**What needs to be done:** Please state which two technologies the interview excerpt says are being used for this work.

So we decided to implement that and we started looking at it and working on it. We are using blockchain and AI to do this.

Govindraj Ethiraj: So what's the example or product that you work with which best illustrates the entire chain that you are working on, beginning at the raw material stage and going on to distribution warehouses into the final sale point?

Sumit Goswami: Sure, so we work very closely with pharmaceutical companies. When we started this company about 3 years back, some of our initial proof-of-concept trials were with pharmaceutical companies. One of them was a very well-known government entity which actually is responsible for the Jan Ausadhi medicines that you see in the country today, which was launched by our Honourable Prime Minister Shri Narendra Modi.

Now those medicines go to various Jan Ausadhi medicine centres and these are consumed by lakhs and lakhs and millions and millions of people. There were issues of counterfeiting that came across in different stores and there were complaints coming up. So the government wanted to appoint some vendors who can actually solve this problem.

Fortunately, we got selected as one of the vendors to do a trial with a few pharmaceutical companies and just see whether we are able to prevent counterfeiting or not. We did this trial, we did manage to implement our counterfeiting, anti-counterfeiting solution and the products were out in the market, the medicines were out in the market with our codes and there has been a significant drop in counterfeiting after the products have been launched in the market. So this is one proof-of-trial concept that we did.

Currently, we are also working with a very large pharmaceutical company which is a publicly listed company in India and we are tackling the entire traceability and counterfeiting issue. So basically, when you look at a pharmaceutical company, they have various raw material vendors or contract manufacturers which supply the raw materials. There are API providers from which they get the API of the ingredients of the medicines.

This comes from different players based out of different parts of the country, even maybe abroad and then when this comes, they come into various manufacturing units of the brand or the manufacturer. From there, it goes to warehouses, multiple warehouses, multiple distributors and retailers. If you look at this entire value chain, it is quite diversified and quite complicated.

**Given material:**
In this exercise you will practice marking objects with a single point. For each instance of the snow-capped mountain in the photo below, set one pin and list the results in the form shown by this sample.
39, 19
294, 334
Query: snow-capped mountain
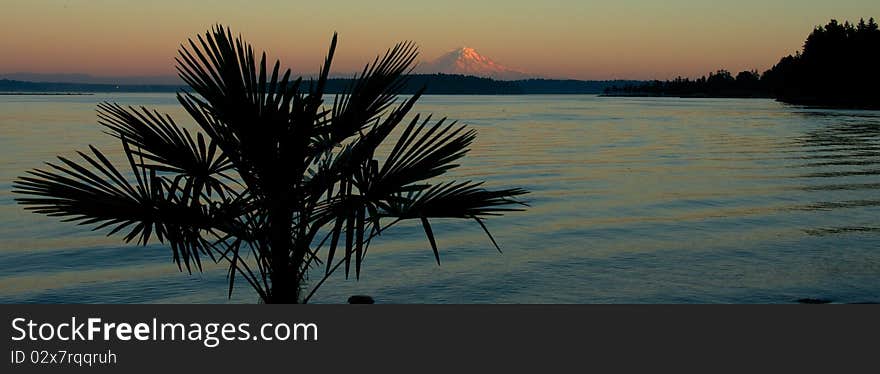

**Your solution:** Blockchain and AI.